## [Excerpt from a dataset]
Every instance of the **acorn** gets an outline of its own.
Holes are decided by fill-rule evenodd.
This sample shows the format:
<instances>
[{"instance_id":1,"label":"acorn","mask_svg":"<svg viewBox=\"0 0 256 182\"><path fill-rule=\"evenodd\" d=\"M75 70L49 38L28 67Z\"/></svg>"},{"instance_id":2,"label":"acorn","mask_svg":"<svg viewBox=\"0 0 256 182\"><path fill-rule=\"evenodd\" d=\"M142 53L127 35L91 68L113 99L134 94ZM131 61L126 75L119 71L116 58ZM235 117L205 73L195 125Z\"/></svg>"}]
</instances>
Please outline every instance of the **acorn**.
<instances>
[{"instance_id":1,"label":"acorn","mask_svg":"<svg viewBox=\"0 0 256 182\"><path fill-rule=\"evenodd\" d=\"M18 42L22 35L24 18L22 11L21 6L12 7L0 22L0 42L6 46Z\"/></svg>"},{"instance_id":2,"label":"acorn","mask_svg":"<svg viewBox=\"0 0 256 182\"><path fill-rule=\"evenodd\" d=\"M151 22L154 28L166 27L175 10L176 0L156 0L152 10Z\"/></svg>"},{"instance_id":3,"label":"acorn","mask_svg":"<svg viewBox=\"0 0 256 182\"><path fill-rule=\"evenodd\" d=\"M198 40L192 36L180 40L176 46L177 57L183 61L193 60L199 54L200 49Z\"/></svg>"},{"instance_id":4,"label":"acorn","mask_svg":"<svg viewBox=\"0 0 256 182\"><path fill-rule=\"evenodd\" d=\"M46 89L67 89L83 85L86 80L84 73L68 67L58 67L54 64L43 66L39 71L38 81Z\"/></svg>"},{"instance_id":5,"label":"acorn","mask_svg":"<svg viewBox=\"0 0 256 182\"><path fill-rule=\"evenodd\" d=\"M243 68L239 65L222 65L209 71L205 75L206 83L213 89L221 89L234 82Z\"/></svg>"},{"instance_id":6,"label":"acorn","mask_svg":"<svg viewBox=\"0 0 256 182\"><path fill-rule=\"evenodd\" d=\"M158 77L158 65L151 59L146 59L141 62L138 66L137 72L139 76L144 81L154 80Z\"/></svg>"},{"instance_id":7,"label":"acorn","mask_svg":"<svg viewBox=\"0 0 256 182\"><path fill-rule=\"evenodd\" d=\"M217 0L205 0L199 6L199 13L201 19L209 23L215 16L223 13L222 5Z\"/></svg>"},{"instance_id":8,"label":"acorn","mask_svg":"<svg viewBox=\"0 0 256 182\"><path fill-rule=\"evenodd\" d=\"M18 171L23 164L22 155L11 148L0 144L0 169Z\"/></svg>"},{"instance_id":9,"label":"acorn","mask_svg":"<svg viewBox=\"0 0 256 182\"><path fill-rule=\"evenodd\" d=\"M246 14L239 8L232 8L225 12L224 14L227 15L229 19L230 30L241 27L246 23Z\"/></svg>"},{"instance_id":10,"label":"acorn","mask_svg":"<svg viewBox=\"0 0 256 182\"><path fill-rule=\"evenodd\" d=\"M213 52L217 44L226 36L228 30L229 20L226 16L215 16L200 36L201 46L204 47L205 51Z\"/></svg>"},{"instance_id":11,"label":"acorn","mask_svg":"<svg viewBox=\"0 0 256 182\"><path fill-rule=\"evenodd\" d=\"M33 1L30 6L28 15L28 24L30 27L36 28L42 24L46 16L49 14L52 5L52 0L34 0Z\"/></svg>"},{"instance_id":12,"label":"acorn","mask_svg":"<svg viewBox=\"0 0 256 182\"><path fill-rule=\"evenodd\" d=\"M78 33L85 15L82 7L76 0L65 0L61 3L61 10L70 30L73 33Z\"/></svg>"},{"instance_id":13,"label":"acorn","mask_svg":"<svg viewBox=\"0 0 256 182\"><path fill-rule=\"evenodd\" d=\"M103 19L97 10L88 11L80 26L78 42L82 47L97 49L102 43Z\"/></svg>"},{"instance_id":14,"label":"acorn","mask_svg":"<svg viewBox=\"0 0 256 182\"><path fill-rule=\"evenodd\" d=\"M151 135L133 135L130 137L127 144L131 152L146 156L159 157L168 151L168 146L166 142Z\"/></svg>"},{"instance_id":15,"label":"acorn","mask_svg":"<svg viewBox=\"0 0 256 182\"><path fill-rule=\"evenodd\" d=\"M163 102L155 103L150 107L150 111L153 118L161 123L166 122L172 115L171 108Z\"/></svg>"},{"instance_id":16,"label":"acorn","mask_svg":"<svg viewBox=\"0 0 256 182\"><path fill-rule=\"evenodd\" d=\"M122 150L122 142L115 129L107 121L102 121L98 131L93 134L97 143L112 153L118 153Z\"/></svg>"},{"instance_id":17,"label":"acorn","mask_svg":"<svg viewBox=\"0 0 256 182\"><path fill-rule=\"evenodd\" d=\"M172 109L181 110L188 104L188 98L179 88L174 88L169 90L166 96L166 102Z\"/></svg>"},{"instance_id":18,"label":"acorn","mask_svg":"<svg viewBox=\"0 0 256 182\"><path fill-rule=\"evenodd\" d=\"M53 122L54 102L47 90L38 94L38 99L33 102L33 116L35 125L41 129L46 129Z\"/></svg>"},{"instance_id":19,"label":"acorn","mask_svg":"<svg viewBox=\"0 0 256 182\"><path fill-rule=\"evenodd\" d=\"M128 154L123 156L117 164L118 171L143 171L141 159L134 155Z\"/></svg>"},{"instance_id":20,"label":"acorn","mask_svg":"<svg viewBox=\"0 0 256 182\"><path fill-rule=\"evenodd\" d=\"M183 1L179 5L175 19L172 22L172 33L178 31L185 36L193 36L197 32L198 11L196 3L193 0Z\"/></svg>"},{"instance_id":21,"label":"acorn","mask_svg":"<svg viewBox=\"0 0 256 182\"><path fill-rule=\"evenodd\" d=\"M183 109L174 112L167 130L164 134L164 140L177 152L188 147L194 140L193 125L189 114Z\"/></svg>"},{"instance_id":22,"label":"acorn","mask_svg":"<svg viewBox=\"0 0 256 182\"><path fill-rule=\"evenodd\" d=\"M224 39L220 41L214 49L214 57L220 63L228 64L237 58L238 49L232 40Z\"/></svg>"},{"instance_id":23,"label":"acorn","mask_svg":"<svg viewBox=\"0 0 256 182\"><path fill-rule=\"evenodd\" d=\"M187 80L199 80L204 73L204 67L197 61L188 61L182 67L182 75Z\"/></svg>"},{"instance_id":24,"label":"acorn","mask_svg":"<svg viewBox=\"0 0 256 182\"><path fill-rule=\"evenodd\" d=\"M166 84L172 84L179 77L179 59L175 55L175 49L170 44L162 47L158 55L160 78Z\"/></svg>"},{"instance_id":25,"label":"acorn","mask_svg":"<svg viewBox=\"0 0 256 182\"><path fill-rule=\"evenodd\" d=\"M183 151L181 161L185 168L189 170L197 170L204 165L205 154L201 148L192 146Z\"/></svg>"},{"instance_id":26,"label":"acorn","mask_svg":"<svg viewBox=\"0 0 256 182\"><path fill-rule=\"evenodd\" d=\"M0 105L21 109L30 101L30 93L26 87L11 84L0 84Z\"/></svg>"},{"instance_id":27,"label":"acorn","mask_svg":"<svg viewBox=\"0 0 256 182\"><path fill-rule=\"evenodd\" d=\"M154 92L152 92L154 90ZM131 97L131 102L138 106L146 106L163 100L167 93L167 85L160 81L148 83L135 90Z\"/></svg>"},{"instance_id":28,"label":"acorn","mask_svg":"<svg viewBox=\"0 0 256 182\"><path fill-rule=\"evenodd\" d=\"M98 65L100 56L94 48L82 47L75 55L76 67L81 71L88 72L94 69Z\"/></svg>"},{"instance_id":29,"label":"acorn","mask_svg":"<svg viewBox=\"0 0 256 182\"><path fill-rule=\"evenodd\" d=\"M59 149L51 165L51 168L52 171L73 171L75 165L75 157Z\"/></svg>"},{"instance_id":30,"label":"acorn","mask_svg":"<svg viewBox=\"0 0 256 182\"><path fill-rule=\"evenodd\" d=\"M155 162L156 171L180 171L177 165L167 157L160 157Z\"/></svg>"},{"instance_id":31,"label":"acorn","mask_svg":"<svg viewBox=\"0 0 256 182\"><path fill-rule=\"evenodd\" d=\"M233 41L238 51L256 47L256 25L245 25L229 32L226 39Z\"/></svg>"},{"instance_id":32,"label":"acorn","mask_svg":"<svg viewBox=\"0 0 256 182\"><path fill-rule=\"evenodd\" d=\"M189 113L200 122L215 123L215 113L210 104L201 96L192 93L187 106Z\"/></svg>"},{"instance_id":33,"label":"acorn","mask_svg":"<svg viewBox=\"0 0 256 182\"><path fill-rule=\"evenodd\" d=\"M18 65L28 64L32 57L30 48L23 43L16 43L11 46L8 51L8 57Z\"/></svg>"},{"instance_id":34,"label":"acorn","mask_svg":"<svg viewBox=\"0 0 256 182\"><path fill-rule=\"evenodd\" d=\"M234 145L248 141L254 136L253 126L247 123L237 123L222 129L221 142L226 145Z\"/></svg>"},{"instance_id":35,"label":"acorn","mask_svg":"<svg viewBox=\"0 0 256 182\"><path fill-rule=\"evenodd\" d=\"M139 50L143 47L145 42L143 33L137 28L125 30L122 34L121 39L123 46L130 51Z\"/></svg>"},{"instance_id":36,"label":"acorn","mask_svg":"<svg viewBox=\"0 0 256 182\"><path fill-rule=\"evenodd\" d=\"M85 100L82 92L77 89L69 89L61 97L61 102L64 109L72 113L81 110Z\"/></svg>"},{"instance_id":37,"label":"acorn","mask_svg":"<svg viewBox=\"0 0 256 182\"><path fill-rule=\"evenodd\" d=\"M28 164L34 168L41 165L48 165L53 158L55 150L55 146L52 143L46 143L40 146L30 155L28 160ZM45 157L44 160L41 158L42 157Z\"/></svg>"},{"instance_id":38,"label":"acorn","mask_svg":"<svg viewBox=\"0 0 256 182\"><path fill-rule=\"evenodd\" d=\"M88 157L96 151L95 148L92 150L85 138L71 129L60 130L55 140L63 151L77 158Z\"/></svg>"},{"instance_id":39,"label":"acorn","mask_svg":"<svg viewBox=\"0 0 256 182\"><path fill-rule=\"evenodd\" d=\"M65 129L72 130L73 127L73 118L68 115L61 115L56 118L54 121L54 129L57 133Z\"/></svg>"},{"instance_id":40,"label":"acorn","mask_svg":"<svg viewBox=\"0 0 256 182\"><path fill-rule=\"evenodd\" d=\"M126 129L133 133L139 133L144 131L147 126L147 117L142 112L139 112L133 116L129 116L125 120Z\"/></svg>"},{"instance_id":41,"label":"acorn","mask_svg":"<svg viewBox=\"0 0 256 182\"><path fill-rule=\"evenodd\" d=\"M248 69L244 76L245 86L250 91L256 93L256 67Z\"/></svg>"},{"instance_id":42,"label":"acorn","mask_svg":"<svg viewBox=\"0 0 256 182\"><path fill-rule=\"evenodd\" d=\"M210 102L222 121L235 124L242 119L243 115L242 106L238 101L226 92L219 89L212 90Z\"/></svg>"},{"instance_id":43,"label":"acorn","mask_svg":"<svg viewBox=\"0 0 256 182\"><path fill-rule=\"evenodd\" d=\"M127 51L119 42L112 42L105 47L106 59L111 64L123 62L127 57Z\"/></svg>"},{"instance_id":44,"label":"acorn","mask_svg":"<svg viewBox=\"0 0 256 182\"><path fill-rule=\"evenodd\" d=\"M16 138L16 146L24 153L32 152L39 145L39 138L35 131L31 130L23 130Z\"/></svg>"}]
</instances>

## [Instruction]
Gather every line of the material above that contains the word "outline", and copy each such line in full.

## [Written solution]
Every instance of the **acorn** gets an outline of its own.
Please outline every instance of the **acorn**.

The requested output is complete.